From the listing below, reproduce word for word the part that opens with the line containing "</instance>" and closes with the line containing "rough mask: <svg"; reproduce nothing else.

Records provided.
★ ★ ★ ★

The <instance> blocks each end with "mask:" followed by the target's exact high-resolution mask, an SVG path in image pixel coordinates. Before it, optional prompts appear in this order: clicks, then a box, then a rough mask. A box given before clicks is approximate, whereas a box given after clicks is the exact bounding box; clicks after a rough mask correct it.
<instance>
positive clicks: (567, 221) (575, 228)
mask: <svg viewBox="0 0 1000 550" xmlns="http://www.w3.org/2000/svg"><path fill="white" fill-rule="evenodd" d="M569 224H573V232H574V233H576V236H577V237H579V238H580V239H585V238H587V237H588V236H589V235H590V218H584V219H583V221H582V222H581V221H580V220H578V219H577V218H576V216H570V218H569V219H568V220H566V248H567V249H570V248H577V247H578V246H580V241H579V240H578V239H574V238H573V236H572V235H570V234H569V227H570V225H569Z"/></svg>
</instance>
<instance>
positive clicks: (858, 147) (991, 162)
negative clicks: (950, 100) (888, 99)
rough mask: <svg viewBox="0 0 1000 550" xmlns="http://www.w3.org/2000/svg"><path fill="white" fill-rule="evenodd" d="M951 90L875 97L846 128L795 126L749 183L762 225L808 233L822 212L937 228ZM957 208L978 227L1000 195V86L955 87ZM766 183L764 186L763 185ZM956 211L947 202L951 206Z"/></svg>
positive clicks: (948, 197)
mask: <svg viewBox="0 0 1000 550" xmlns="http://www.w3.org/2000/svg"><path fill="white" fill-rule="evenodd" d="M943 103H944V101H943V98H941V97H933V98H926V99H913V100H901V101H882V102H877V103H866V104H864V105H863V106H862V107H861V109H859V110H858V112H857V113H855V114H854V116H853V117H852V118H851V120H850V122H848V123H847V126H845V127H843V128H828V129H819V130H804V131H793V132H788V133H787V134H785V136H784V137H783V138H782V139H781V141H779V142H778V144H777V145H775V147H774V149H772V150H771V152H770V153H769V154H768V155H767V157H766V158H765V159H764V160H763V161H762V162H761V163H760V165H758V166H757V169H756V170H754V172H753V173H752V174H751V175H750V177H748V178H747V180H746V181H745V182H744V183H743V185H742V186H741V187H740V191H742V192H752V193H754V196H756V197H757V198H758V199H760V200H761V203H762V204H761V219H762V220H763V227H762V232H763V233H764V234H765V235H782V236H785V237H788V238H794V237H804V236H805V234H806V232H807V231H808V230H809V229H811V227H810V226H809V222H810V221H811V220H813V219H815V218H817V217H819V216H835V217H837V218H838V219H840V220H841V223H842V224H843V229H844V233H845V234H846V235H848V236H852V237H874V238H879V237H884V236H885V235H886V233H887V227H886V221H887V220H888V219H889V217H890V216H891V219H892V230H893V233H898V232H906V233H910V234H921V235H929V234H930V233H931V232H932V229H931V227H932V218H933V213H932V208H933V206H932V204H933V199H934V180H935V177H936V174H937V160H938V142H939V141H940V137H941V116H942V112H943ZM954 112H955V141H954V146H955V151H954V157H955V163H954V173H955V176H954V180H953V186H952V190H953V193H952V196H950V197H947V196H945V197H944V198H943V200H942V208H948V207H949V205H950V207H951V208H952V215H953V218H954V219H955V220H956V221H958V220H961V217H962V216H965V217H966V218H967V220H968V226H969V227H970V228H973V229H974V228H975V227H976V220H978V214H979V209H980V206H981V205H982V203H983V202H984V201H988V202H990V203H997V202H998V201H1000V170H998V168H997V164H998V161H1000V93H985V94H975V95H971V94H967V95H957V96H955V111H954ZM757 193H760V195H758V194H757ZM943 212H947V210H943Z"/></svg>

★ ★ ★ ★

Finished task.
</instance>
<instance>
positive clicks: (858, 147) (991, 162)
negative clicks: (950, 100) (888, 99)
rough mask: <svg viewBox="0 0 1000 550" xmlns="http://www.w3.org/2000/svg"><path fill="white" fill-rule="evenodd" d="M951 90L875 97L846 128L795 126L749 183L762 225L808 233L822 212L937 228ZM957 208L978 227L1000 195V86L955 87ZM766 183L764 186L763 185ZM956 211L947 202L951 206Z"/></svg>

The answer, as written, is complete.